> _Exercices à traiter_:
1. Dans le texte sur la réincarnation, reformulez sous forme de liste le paragraphe qui commence par « Ian Stevenson et ses équipes ont étudié » en conservant ses faits principaux.
2. Poursuivez le texte sur la réincarnation à partir de sa dernière phrase.

> _Texte de l'exercice_:
Réincarnation, le travail rationnel et possibiliste du docteur Ian Stevenson
Par Philippe Judenne
Qu’est-ce qui est transmis à un être qui prend naissance ? Pour les sciences, l’individu est le fruit de son patrimoine génétique et de son héritage de vécu familial, ou bien purement le produit résultant de ses interactions avec son environnement. Là où les sciences débattent de la part entre l’inné et l’acquis à partir du point zéro de la conception ou de la naissance d’un être vivant, la spiritualité bouddhiste considère que seule la loi de causalité du karma est à l’œuvre et fait se manifester des renaissances successives : elle reconnaît un caractère inné à chaque nouveau-né, fruit d’un karma antérieur, et un caractère acquis qui se construit au fur et à mesure des nouvelles actions, des nouveaux actes karmiques au niveau du corps, de la parole et de l’esprit d’un individu avançant dans la vie. Elle ne considère pas qu’il existe un point zéro du départ de l’existence d’un courant de conscience, lequel se remanifeste différemment dans des existences successives et dans différentes sphères d’existence. Au moment de la mort, le courant de conscience issu de la séparation d’avec le corps n’a justement plus les limites du corps physique et c’est le « vent du karma » qui va déterminer sa renaissance.[1] Comment se manifeste alors l’énergie karmique d’une existence à une autre ? Ou bien, si on reformule la question plus simplement hors d’un référentiel bouddhiste, comment se définirait ce qui est transmis à un être humain qui prend naissance ?
Des souvenirs traumatiques.
Ian Stevenson et ses équipes ont étudié et investigué en Asie, au Moyen-Orient et en Amérique, pour parvenir à recenser en 1979 près de 600 cas « suggérant la réincarnation ». Les travaux de Stevenson remettaient en cause des théories établies en sciences, comme le déterminisme génétique ou comportemental. Ainsi appelait-il prudemment « cas suggérant la réincarnation » ses cas les plus probants, ressortant des enquêtes rigoureuses effectuées sur le terrain.
Certains souvenirs étaient traumatiques et peut-être liés aux phobies constatées chez les jeunes enfants dont le corps pouvait présenter des cicatrices ou des marques d’origine inconnue. C’est dans l’optique de soigner ces phobies infantiles que lan Stevenson s’intéressa en premier lieu aux récits des enfants et à leur précision étonnante. « Un des cas est celui d’une fillette au Sri Lanka qui témoignait à la fois d’une grande aversion pour l’eau et d’une frayeur intense à la vue des autocars. Dès qu’elle put parler, elle raconta comment, dans une autre situation, elle avait reculé précipitamment au passage d’un autocar, était tombée dans un champ inondé et était morte noyée. »

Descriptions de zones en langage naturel
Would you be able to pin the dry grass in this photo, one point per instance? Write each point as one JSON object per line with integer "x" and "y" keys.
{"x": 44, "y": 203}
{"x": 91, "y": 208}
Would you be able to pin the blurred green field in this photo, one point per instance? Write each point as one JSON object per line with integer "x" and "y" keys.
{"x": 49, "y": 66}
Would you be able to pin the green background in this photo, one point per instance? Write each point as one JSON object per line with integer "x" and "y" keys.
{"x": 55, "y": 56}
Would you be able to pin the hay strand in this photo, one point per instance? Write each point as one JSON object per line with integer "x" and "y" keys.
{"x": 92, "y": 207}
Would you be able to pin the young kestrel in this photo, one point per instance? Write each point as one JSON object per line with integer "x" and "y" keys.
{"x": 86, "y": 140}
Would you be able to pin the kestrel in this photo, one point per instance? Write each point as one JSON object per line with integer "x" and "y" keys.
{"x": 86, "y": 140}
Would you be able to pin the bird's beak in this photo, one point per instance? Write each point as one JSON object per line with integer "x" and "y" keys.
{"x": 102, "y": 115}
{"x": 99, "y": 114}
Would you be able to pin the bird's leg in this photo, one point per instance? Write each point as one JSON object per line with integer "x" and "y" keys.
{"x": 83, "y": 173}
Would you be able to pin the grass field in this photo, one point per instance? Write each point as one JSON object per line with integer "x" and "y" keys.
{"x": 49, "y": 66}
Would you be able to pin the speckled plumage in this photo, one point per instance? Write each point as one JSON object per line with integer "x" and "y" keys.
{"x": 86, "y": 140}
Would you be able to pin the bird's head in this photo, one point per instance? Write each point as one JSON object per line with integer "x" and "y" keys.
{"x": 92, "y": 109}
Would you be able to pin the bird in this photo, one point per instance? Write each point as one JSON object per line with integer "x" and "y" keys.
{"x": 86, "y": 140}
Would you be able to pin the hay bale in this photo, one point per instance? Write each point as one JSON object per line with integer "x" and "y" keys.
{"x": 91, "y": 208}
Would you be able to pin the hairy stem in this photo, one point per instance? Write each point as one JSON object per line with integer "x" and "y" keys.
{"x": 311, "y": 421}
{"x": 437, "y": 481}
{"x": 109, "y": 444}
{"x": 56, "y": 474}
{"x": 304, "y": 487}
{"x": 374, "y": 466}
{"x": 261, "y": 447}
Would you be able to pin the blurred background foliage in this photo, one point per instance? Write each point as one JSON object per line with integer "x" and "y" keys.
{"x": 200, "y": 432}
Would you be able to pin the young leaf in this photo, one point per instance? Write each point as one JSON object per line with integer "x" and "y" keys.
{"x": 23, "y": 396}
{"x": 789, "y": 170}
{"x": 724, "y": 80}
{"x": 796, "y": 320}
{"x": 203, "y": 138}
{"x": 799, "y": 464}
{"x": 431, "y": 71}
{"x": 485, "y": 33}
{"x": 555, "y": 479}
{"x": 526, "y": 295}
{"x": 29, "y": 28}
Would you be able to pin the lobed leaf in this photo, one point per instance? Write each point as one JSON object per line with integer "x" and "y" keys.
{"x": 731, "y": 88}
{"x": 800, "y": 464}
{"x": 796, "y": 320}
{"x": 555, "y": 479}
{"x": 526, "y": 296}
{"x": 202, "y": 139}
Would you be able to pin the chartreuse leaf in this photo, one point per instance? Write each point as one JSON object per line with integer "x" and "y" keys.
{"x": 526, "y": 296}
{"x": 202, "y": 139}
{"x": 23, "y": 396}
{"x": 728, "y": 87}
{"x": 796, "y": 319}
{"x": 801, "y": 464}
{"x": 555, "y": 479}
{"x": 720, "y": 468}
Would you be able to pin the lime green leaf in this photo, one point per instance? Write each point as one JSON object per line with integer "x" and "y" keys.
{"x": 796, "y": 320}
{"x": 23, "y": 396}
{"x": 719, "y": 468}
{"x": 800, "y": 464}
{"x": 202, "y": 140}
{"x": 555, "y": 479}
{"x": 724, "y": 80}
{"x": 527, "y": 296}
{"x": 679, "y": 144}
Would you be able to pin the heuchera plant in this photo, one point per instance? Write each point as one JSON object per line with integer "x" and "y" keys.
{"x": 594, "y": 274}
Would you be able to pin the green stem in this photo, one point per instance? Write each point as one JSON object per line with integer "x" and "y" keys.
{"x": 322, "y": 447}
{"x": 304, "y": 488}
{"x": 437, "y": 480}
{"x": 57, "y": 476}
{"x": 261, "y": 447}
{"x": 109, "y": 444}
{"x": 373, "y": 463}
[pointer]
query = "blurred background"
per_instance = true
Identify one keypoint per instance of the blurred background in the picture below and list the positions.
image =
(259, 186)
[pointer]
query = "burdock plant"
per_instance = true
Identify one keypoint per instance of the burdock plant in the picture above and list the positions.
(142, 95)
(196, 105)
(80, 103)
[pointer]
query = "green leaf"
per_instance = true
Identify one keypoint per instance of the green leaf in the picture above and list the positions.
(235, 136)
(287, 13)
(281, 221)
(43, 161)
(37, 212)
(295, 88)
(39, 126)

> _Réponses rédigées_:
1.
- Ian Stevenson et ses équipes ont enquêté en Asie, au Moyen-Orient et en Amérique.
- En 1979, ils avaient recensé près de 600 cas « suggérant la réincarnation ».
- Ses travaux remettaient en cause des théories scientifiques établies, comme le déterminisme génétique ou comportemental.
- Par prudence, il appelait ainsi ses cas les plus probants, issus d'enquêtes rigoureuses menées sur le terrain.

2.
Une mort peu paisible, comme celle racontée par des enfants phobiques par rapport à un type d’arme, celui-là même que leurs récits, leurs souvenirs désignent à chaque fois comme l’arme du meurtre vécu à ce moment-là. Car il s’agit bien de souvenirs, mais pas ceux des enfants. Jim B. Tucker, qui a repris les travaux de Ian Stevenson en 2002 et qui est très investi dans le DOPS de l’université de Virginie, rapporte que « dans environ 70 % des cas d’enfants américains affirmant se souvenir de vies antérieures, la personne décédée est morte d’une cause non naturelle, ce qui suggère que la mort traumatique peut être liée à la survie supposée d’un soi ». La force du souvenir, de la réminiscence semble très liée à celle de l’émotion vécue au moment de la mort dans les cas violents, ce qui ne présume en rien de la survie d’un « soi », réfutée par la tradition bouddhiste.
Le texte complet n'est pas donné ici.